**Tâche assignée**
Pouvez-vous recopier à l'identique le passage du texte sur les revenus de retraite qui va de « D'après ses avis » jusqu'à « n'est pas renseignée. » inclus ?

**Texte de l'exercice**
= = =
Les revenus actuels de Madame [E] - qui précise être à la retraite depuis 2011- sont constitués par ses pensions de retraite. Son dernier avis d'imposition concernant les revenus perçus en 2015 et les relevés de paiement des organismes de retraite établissent qu'elle a perçu, au titre de ses retraites qui lui sont versées par la caisse nationale d'assurance vieillesse, l'AG2R et l'AGIRC, une somme annuelle de 21 407 euros en 2015, soit un revenu mensuel de 1 783,92 euros.
D'après ses avis d'imposition, elle a perçu, depuis qu'elle est à la retraite, :
- en 2013, un revenu annuel imposable imposable de 21 335 euros, soit un revenu mensuel imposable de 1 777,92 euros,
- en 2012, un revenu annuel imposable de 21 045 euros, soit mensuellement 1 753,75 euros,
- en 2011, un revenu annuel imposable de 14 571 euros,
- l'année 2014 n'est pas renseignée.
Madame [E] justifie en communiquant son curriculum vitae qui ne fait pas l'objet d'observations contraires de Monsieur [X], qu'avant de prendre sa retraite au cours de l'année 2011, année de ses 60 ans, elle a été salariée de la société DIAC du 1er février 1977 au 1er juin 1993. Après avoir travaillé en freelance du 1er janvier 1996 au 1er janvier 1997, elle a été embauchée par la société MYCLOG le 1er février 1997 en qualité d'infographiste, poste qu'elle a occupé jusqu'à son licenciement pour motif économique le 8 novembre 2003 au vu de l'attestation Assedic remplie par son employeur. Madame [E] justifie, postérieurement à ce licenciement, de recherches d'emploi dont elle précise qu'elles n'ont pas abouti. En 2004, son revenu annuel imposable a été de 11 512 euros ; il a été de 15 010 euros en 2005 et de 15 195 euros en 2006, revenus mentionnés sous la rubrique 'autres revenus salariaux' sur les avis d'imposition qu'elle a versés aux débats; elle n'a déclaré en 2007 que 1 470 euros de revenu annuel imposable et aucun revenu de 2008 à 2010.
Ainsi, depuis que Madame [E] est mariée, son licenciement étant intervenu à l'automne précédent, celle-ci - qui précise ne pas avoir retrouvé d'emploi - n'a perçu que les indemnités de chômage puis n'a eu ensuite aucun revenu avant de bénéficier de sa retraite.
= = =
(Enregistrements issus d'une source de données)
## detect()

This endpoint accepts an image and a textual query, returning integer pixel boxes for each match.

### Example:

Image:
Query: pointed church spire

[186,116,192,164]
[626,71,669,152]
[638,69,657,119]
= = =
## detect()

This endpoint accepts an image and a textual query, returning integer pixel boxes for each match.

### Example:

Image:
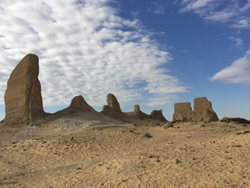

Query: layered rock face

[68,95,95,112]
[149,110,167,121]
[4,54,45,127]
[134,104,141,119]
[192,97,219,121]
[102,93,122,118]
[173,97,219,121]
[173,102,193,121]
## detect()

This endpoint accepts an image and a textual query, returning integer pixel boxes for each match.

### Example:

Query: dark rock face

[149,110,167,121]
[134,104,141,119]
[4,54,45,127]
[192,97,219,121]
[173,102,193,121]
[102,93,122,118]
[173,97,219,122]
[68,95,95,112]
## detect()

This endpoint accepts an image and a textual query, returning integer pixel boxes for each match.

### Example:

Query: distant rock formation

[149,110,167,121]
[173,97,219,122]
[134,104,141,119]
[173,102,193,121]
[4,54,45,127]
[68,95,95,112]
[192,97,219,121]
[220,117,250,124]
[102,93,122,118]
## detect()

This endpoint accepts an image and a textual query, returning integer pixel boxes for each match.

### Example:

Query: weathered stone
= = =
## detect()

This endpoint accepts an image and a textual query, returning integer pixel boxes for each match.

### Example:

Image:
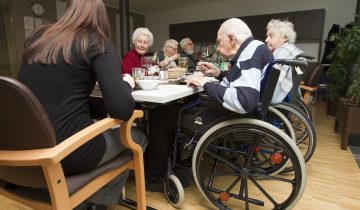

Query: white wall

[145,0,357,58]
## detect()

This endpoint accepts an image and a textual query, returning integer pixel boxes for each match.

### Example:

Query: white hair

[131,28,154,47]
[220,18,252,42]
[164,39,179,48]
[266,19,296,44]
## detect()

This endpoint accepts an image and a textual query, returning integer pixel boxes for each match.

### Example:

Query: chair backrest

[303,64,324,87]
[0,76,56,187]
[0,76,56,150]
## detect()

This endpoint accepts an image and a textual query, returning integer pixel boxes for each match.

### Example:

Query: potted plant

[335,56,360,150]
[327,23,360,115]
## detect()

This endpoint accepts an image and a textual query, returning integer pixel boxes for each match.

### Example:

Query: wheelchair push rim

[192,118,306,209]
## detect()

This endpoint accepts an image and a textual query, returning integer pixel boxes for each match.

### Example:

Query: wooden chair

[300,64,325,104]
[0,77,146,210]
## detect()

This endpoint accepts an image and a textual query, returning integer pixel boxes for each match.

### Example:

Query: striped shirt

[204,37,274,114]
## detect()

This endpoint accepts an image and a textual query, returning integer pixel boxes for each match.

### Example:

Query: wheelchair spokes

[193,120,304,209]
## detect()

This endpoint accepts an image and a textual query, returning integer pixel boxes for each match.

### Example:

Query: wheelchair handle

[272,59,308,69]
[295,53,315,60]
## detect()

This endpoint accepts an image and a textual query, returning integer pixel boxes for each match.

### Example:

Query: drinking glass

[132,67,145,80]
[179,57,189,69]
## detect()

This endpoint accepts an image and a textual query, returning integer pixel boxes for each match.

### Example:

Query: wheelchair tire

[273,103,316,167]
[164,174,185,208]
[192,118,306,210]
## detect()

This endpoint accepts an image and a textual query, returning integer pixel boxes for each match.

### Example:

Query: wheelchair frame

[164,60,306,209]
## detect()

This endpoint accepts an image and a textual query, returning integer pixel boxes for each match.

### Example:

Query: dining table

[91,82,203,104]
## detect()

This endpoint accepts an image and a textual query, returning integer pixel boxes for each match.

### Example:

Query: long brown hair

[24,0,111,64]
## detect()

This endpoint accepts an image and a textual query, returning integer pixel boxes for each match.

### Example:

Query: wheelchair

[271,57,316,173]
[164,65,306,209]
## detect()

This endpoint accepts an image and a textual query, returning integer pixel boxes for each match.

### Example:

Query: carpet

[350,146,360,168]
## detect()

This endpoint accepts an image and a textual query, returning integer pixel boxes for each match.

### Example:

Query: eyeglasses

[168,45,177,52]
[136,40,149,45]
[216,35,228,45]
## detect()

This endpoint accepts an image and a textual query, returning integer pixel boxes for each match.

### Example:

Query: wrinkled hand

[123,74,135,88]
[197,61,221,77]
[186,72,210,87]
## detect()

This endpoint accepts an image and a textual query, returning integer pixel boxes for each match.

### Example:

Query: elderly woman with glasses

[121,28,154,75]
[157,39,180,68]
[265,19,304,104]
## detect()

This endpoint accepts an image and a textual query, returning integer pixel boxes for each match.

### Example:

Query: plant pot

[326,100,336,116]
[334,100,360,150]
= = =
**Réponse ci-dessous**
D'après ses avis d'imposition, elle a perçu, depuis qu'elle est à la retraite, :
- en 2013, un revenu annuel imposable imposable de 21 335 euros, soit un revenu mensuel imposable de 1 777,92 euros,
- en 2012, un revenu annuel imposable de 21 045 euros, soit mensuellement 1 753,75 euros,
- en 2011, un revenu annuel imposable de 14 571 euros,
- l'année 2014 n'est pas renseignée.